WHAT YOU WILL DO — In the material below, the required lines run from the one containing "Target: long curved neck" through the one containing "Target: tangled vegetation". Copy those lines exactly, ends included, and nothing else.

(Beginning of INFORMATION PROVIDED)

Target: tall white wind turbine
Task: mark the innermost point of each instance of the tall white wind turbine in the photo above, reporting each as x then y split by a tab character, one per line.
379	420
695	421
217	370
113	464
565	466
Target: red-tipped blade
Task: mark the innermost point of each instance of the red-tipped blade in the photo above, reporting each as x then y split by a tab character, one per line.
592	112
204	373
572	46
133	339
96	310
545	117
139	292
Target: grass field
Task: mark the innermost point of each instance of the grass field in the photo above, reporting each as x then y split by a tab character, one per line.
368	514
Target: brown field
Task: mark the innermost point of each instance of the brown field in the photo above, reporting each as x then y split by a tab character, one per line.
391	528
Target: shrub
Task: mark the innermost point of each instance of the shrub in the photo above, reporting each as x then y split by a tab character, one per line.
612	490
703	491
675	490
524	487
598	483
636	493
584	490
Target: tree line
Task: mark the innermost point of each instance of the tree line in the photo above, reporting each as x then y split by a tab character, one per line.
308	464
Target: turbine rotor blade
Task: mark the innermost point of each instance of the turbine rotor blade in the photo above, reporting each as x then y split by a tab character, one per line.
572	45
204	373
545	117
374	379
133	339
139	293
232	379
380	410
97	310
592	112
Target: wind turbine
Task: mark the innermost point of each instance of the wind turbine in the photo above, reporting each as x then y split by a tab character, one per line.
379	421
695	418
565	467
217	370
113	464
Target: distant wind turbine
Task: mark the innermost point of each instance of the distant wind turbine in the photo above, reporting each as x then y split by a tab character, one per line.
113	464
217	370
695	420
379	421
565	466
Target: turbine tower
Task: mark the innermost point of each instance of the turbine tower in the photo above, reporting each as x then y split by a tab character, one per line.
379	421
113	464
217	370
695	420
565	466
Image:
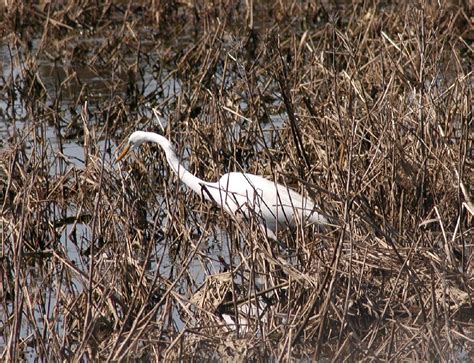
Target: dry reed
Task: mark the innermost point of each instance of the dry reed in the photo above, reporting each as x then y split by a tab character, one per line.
366	106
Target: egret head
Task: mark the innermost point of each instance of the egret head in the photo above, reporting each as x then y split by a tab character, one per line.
135	140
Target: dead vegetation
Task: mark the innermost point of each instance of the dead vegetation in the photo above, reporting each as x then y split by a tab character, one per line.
365	106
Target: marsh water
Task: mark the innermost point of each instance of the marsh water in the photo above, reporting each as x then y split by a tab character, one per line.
362	107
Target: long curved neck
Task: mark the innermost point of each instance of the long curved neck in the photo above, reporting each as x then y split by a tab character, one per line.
186	177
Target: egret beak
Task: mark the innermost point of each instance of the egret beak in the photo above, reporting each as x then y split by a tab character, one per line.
124	152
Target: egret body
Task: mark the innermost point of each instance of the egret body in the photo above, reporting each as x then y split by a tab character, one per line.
240	193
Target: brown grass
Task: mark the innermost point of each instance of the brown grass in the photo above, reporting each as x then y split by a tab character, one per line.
365	106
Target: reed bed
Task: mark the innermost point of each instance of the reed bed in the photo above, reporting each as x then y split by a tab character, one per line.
365	106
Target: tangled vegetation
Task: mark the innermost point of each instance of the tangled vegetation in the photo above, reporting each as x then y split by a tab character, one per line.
364	105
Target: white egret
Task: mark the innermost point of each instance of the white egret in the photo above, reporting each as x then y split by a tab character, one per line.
240	193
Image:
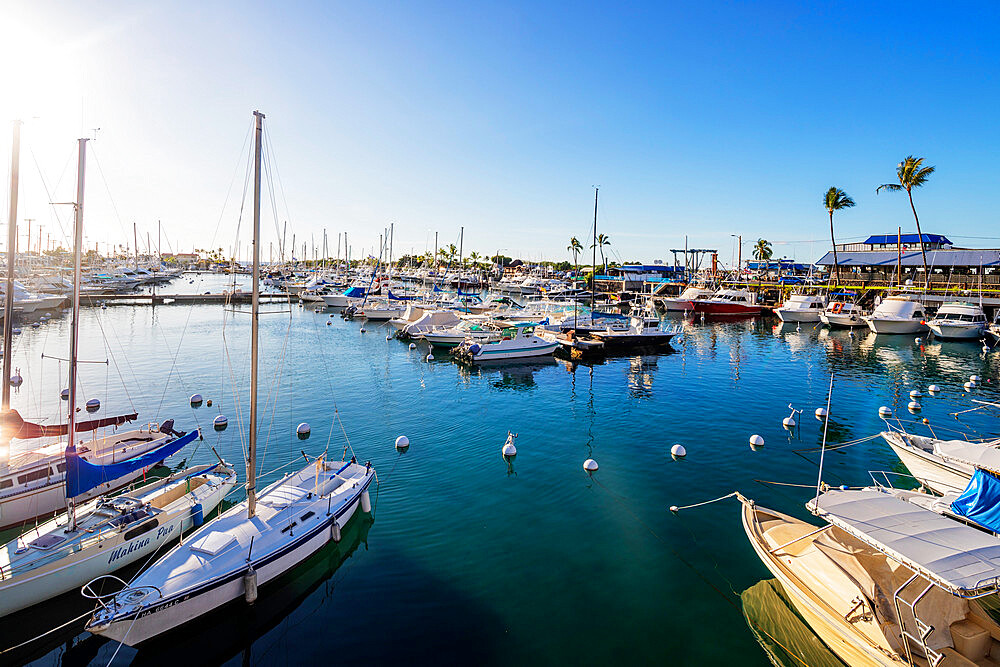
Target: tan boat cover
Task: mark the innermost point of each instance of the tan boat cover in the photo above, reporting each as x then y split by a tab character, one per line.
957	557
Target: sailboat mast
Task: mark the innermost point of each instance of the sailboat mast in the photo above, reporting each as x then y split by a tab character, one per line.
593	275
8	307
254	318
74	337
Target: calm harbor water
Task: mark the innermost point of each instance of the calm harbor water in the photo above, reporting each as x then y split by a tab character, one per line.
471	560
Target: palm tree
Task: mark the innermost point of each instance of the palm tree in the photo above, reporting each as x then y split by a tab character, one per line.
762	251
836	199
912	174
602	240
576	248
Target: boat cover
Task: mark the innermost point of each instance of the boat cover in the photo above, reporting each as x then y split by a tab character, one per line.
980	502
976	454
22	429
82	476
957	557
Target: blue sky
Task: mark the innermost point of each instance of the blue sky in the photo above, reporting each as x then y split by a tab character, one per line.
705	119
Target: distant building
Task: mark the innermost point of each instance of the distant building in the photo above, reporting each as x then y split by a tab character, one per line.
182	257
878	256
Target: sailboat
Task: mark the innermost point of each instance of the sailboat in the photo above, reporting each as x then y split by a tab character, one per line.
253	542
33	479
98	537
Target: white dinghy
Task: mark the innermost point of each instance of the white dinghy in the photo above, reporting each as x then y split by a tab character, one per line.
254	541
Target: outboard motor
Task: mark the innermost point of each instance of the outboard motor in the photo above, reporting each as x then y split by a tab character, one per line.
167	428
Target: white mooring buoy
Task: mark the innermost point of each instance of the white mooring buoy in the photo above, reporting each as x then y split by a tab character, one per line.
509	449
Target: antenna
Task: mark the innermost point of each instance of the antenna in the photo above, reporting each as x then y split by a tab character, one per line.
822	452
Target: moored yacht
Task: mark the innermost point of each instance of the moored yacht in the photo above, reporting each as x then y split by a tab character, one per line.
729	302
801	308
898	314
959	321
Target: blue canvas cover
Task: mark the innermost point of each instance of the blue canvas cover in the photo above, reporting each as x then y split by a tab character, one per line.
82	476
980	502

(End of INFORMATION PROVIDED)

WRITTEN REPLY —
Target: long curved neck
Task: mark the innermost point of each instance of the long curved neck in the photo above, reporting each as x then y split by a tab character, one per line.
186	177
Target: egret beak
Task: mark the innermost point of each instance of the egret beak in the photo above, reporting each as x then y split by a tab character, one per line.
124	152
Target: egret body
Task: mark the innermost point of each instance of the egret body in the photo above, reporting each as x then y split by a tab character, one per line.
240	193
Target: brown grass
Task: mark the innermost point of each instance of the brown grass in the photo above, reporting each as x then y split by a tab character, one per line.
365	106
Target: reed bed
Task: mark the innermost point of each instance of the reed bed in the photo above, reporting each as x then y split by a tab character, one per line.
365	106
Target: tangled vegetation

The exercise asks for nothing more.